-- Start of Quoted passage --
2022-02-18 00:01:50

by Jakob Koschel

[permalink] [raw]
Subject: [RFC PATCH 04/13] vfio/mdev: remove the usage of the list iterator after the loop

It is unsafe to assume that tmp != mdev can only evaluate to false
if the break within the list iterator is hit.

When the break is not hit, tmp is set to an address derived from the
head element. If mdev would match with that value of tmp it would allow
continuing beyond the safety check even if mdev was never found within
the list

Signed-off-by: Jakob Koschel <[email protected]>
---
drivers/vfio/mdev/mdev_core.c | 7 +++++--
1 file changed, 5 insertions(+), 2 deletions(-)

diff --git a/drivers/vfio/mdev/mdev_core.c b/drivers/vfio/mdev/mdev_core.c
index b314101237fe..e646ba5036f4 100644
--- a/drivers/vfio/mdev/mdev_core.c
+++ b/drivers/vfio/mdev/mdev_core.c
@@ -339,14 +339,17 @@ int mdev_device_remove(struct mdev_device *mdev)
{
struct mdev_device *tmp;
struct mdev_parent *parent = mdev->type->parent;
+ bool found = false;

mutex_lock(&mdev_list_lock);
list_for_each_entry(tmp, &mdev_list, next) {
- if (tmp == mdev)
+ if (tmp == mdev) {
+ found = true;
break;
+ }
}

- if (tmp != mdev) {
+ if (!found) {
mutex_unlock(&mdev_list_lock);
return -ENODEV;
}
--
2.25.1


2022-02-18 15:19:07

by Jason Gunthorpe

[permalink] [raw]
Subject: Re: [RFC PATCH 04/13] vfio/mdev: remove the usage of the list iterator after the loop

On Thu, Feb 17, 2022 at 07:48:20PM +0100, Jakob Koschel wrote:
> It is unsafe to assume that tmp != mdev can only evaluate to false
> if the break within the list iterator is hit.
>
> When the break is not hit, tmp is set to an address derived from the
> head element. If mdev would match with that value of tmp it would allow
> continuing beyond the safety check even if mdev was never found within
> the list

I think due to other construction this is not actually possible, but I
guess it is technically correct

This seems like just a straight up style fix with nothing to do with
speculative execution though. Why not just send it as a proper patch?

Jason

2022-02-23 20:55:26

by Linus Torvalds

[permalink] [raw]
Subject: Re: [RFC PATCH 04/13] vfio/mdev: remove the usage of the list iterator after the loop

On Wed, Feb 23, 2022 at 12:19 PM Rasmus Villemoes
<[email protected]> wrote:
>
> I have often wished that the iterator macros would consistently set the
> loop variable to NULL upon reaching the end.

I really think the rule should be that to a 99% approximation, we
should strive only ever use the iterated-upon value *inside* the loop.

No, that's now how we do it now. But I think the "break out and do the
work outside the loop" case is kind of broken anyway. It makes you
test the condition twice - and while a compiler might be smart enough
to optimize the second test away, it's still just plain ugly.

Linus

2022-02-24 00:45:19

by Linus Torvalds

[permalink] [raw]
Subject: Re: [RFC PATCH 04/13] vfio/mdev: remove the usage of the list iterator after the loop

On Wed, Feb 23, 2022 at 12:15 PM Jakob <[email protected]> wrote:
>
> in such a case you would still have to set the iterator value to
> NULL when reaching the terminating condition or am I missing something?
-- End of Quoted passage --
- **Given instruction**:
In the patch discussion, which file does the patch modify? The material after this patch discussion comes from a different source.
-- Start of Data provided --
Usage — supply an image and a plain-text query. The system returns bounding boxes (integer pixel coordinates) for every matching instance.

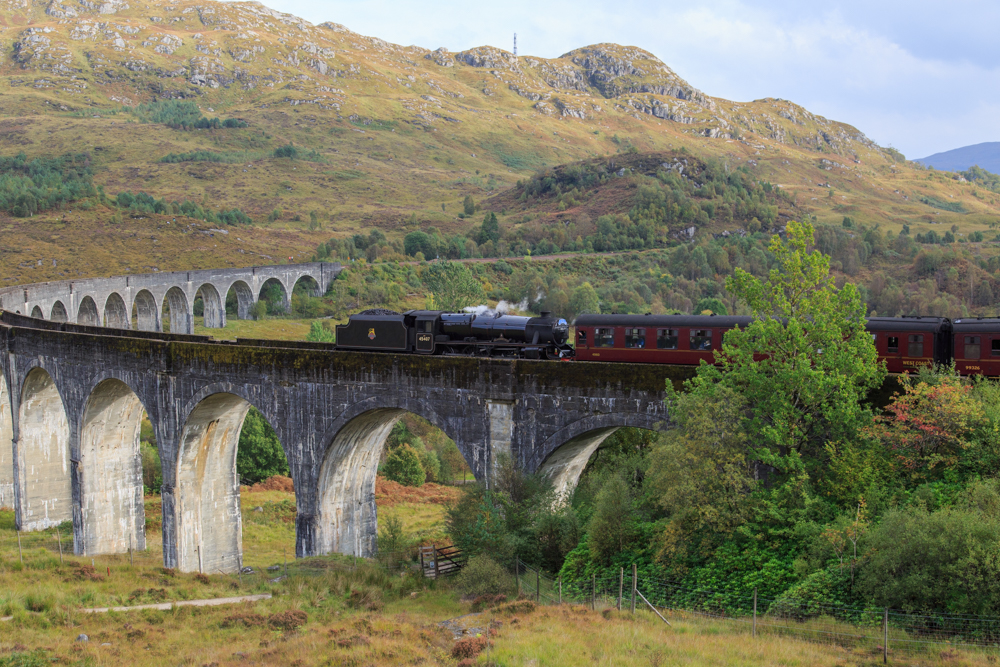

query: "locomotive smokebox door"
-- End of Data provided --
- **Exercise response**:
drivers/vfio/mdev/mdev_core.c